Work request 1:
Quote, word for word, the part of the patch email on multigrain timestamps that begins with the words "The kernel always" and ends with "must also change.".
Work request 2:
Extend the patch email on multigrain inode timestamps, starting right after its last sentence.
++++ Text passage
All of lore.kernel.org
 help / color / mirror / Atom feed
From: Jeff Layton <jlayton@kernel.org>
To: Alexander Viro <viro@zeniv.linux.org.uk>,
	Christian Brauner <brauner@kernel.org>,
	"Darrick J. Wong" <djwong@kernel.org>,
	Hugh Dickins <hughd@google.com>,
	Andrew Morton <akpm@linux-foundation.org>,
	Dave Chinner <david@fromorbit.com>,
	Chuck Lever <chuck.lever@oracle.com>
Cc: Jan Kara <jack@suse.cz>, Amir Goldstein <amir73il@gmail.com>,
	David Howells <dhowells@redhat.com>, Neil Brown <neilb@suse.de>,
	Matthew Wilcox <willy@infradead.org>,
	Andreas Dilger <adilger.kernel@dilger.ca>,
	Theodore T'so <tytso@mit.edu>, Chris Mason <clm@fb.com>,
	Josef Bacik <josef@toxicpanda.com>,
	David Sterba <dsterba@suse.com>,
	linux-fsdevel@vger.kernel.org, linux-kernel@vger.kernel.org,
	linux-xfs@vger.kernel.org, linux-btrfs@vger.kernel.org,
	linux-ext4@vger.kernel.org, linux-mm@kvack.org,
	linux-nfs@vger.kernel.org
Subject: [PATCH v3 1/6] fs: add infrastructure for multigrain inode i_m/ctime
Date: Wed,  3 May 2023 10:20:32 -0400	[thread overview]
Message-ID: <20230503142037.153531-2-jlayton@kernel.org> (raw)
In-Reply-To: <20230503142037.153531-1-jlayton@kernel.org>

The VFS always uses coarse-grained timestamp updates for filling out the
ctime and mtime after a change. This has the benefit of allowing
filesystems to optimize away a lot metadata updates, down to around 1
per jiffy, even when a file is under heavy writes.

Unfortunately, this has always been an issue when we're exporting via
NFSv3, which relies on timestamps to validate caches. Even with NFSv4, a
lot of exported filesystems don't properly support a change attribute
and are subject to the same problems with timestamp granularity. Other
applications have similar issues (e.g backup applications).

Switching to always using fine-grained timestamps would improve the
situation, but that becomes rather expensive, as the underlying
filesystem will have to log a lot more metadata updates.

What we need is a way to only use fine-grained timestamps when they are
being actively queried.

The kernel always stores normalized ctime values, so only the first 30
bits of the tv_nsec field are ever used. Whenever the mtime changes, the
ctime must also change.
++++++++
++++ Extracted information
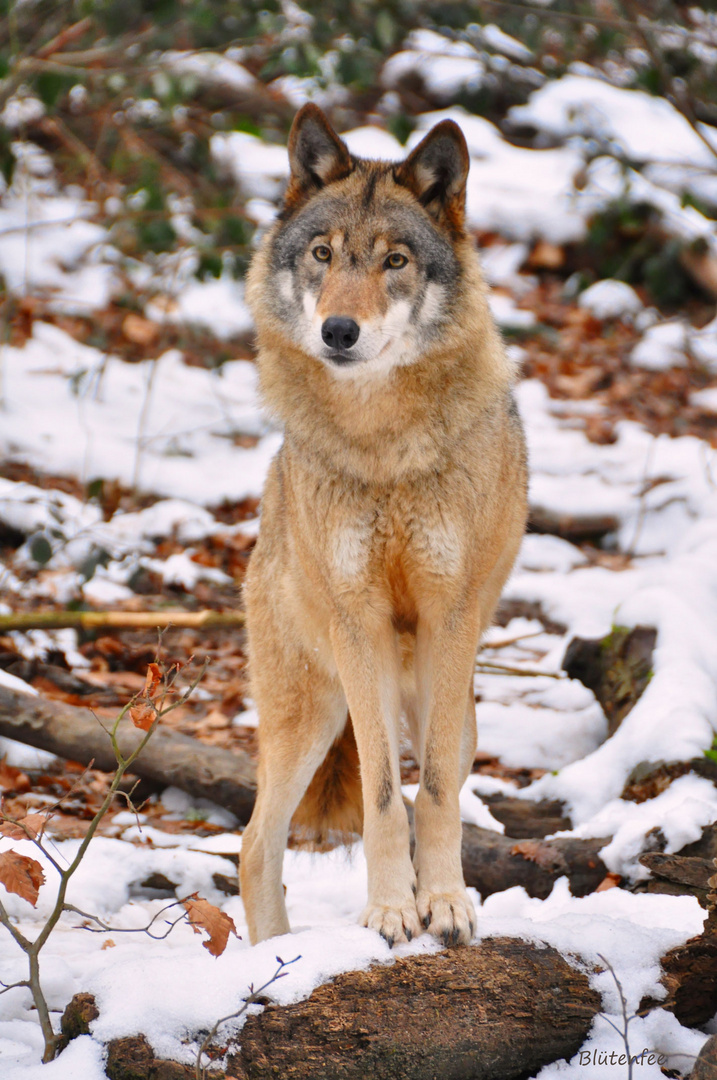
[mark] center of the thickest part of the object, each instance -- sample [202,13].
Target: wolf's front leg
[445,660]
[369,669]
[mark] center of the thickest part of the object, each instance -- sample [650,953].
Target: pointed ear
[316,154]
[436,172]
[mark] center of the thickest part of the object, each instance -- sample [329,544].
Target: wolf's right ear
[315,153]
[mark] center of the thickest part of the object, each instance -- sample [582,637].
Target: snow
[215,305]
[211,68]
[610,299]
[179,432]
[446,67]
[166,423]
[639,125]
[675,343]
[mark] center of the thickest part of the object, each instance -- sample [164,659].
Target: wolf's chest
[396,551]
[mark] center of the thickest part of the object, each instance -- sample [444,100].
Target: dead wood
[682,869]
[616,667]
[705,1067]
[499,1010]
[573,527]
[690,976]
[224,777]
[491,862]
[525,818]
[119,620]
[496,1011]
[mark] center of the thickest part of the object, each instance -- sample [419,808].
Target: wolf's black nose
[340,333]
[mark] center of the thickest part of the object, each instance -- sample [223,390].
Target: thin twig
[200,1070]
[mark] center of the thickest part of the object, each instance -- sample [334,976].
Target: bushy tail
[332,810]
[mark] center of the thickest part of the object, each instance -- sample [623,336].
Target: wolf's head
[363,264]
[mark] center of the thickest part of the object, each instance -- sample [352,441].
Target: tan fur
[391,517]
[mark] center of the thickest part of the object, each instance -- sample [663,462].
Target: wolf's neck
[405,423]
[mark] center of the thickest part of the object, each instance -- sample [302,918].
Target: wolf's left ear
[315,153]
[436,172]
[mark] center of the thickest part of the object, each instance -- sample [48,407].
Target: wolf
[391,518]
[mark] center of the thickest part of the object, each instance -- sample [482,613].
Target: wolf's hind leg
[301,713]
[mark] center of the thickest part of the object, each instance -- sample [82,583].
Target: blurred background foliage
[134,131]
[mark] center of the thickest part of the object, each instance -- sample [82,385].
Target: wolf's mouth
[342,359]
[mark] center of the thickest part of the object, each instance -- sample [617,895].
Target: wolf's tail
[332,809]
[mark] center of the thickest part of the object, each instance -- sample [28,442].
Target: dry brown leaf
[138,329]
[143,715]
[152,680]
[22,875]
[609,881]
[201,915]
[540,853]
[25,828]
[12,779]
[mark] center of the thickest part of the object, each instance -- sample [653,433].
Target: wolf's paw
[448,916]
[393,923]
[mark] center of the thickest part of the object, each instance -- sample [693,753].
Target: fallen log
[168,758]
[616,667]
[120,620]
[526,818]
[491,862]
[496,1011]
[499,1010]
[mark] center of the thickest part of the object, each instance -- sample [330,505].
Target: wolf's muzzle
[340,333]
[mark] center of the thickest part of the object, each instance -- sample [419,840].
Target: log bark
[226,778]
[499,1010]
[690,977]
[617,669]
[525,818]
[491,862]
[119,620]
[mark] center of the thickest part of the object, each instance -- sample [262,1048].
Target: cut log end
[502,1009]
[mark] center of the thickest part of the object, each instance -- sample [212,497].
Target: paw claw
[448,916]
[395,925]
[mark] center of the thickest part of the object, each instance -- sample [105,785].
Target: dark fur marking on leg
[386,787]
[431,780]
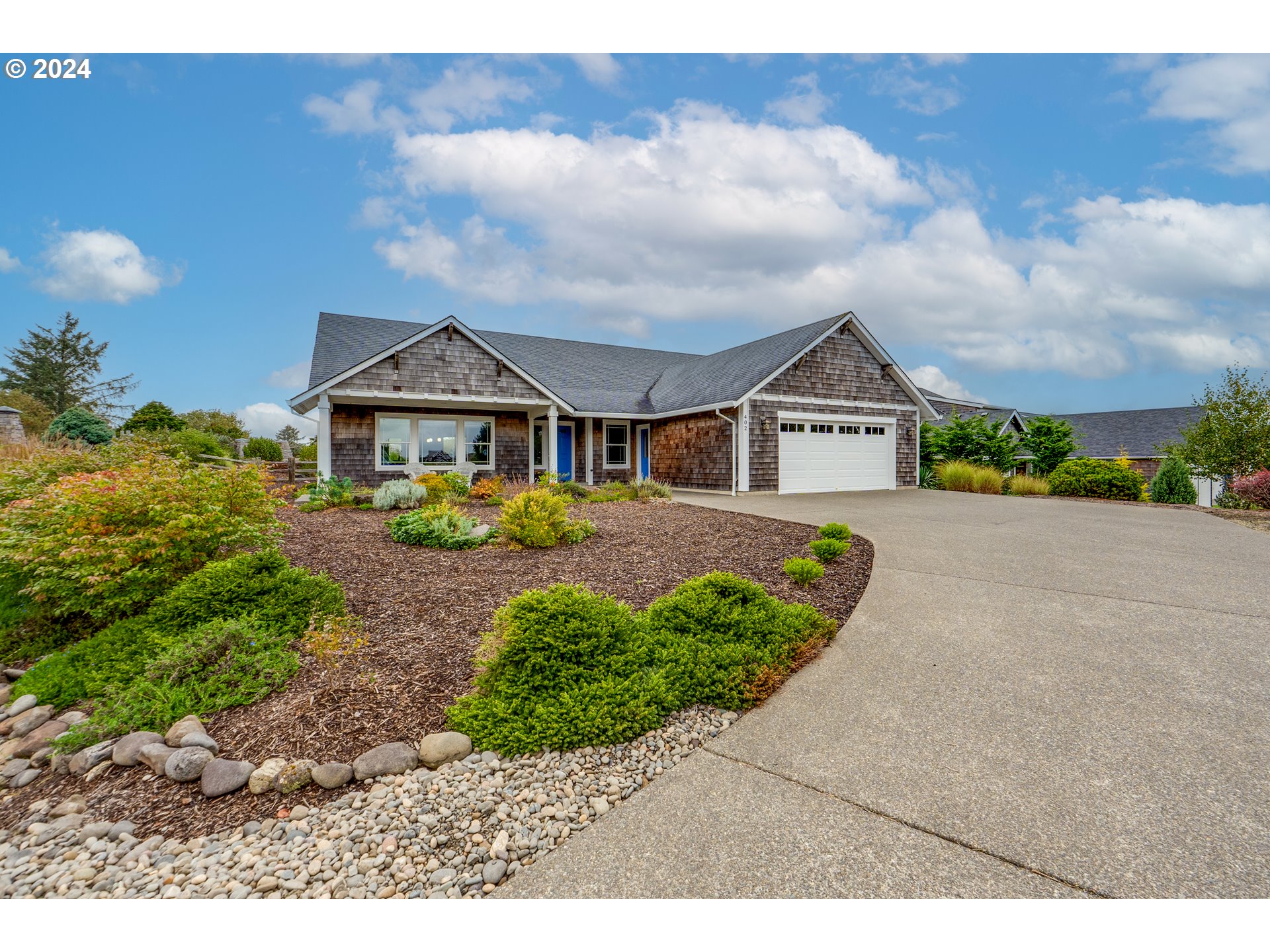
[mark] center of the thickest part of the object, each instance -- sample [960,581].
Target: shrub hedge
[568,668]
[1097,479]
++++++++
Response 1:
The kernel always stores normalized ctime values, so only the first 30
bits of the tv_nsec field are ever used. Whenever the mtime changes, the
ctime must also change.

Response 2:
Use the 31st bit of the tv_nsec field to indicate that something has
queried the inode for the i_mtime or i_ctime. When this flag is set, on
the next timestamp update, the kernel can fetch a fine-grained timestamp
instead of the usual coarse-grained one.

This patch adds the infrastructure this scheme. Filesytems can opt
into it by setting the FS_MULTIGRAIN_TS flag in the fstype.

Later patches will convert individual filesystems over to use it.

Signed-off-by: Jeff Layton <jlayton@kernel.org>
---
 fs/inode.c         | 52 ++++++++++++++++++++++++++++++++++++---
 fs/stat.c          | 32 ++++++++++++++++++++++++
 include/linux/fs.h | 61 +++++++++++++++++++++++++++++++++++++++++++++-
 3 files changed, 141 insertions(+), 4 deletions(-)

diff --git a/fs/inode.c b/fs/inode.c
index 4558dc2f1355..7f6189961d6a 100644
--- a/fs/inode.c
+++ b/fs/inode.c
@@ -2030,6 +2030,7 @@ EXPORT_SYMBOL(file_remove_privs);
 static int inode_needs_update_time(struct inode *inode, struct timespec64 *now)
 {
 	int sync_it = 0;
+	struct timespec64 ctime;
 
 	/* First try to exhaust all avenues to not sync */
 	if (IS_NOCMTIME(inode))
@@ -2038,7 +2039,8 @@ static int inode_needs_update_time(struct inode *inode, struct timespec64 *now)
 	if (!timespec64_equal(&inode->i_mtime, now))
 		sync_it = S_MTIME;
 
-	if (!timespec64_equal(&inode->i_ctime, now))
+	ctime = ctime_peek(inode);
+	if (!timespec64_equal(&ctime, now))
 		sync_it |= S_CTIME;
 
 	if (IS_I_VERSION(inode) && inode_iversion_need_inc(inode))
@@ -2062,6 +2064,50 @@ static int __file_update_time(struct file *file, struct timespec64 *now,
 	return ret;
 }
 
+/**
+ * current_ctime - Return FS time (possibly fine-grained)
+ * @inode: inode.
+ *
+ * Return the current time truncated to the time granularity supported by
+ * the fs, as suitable for a ctime/mtime change.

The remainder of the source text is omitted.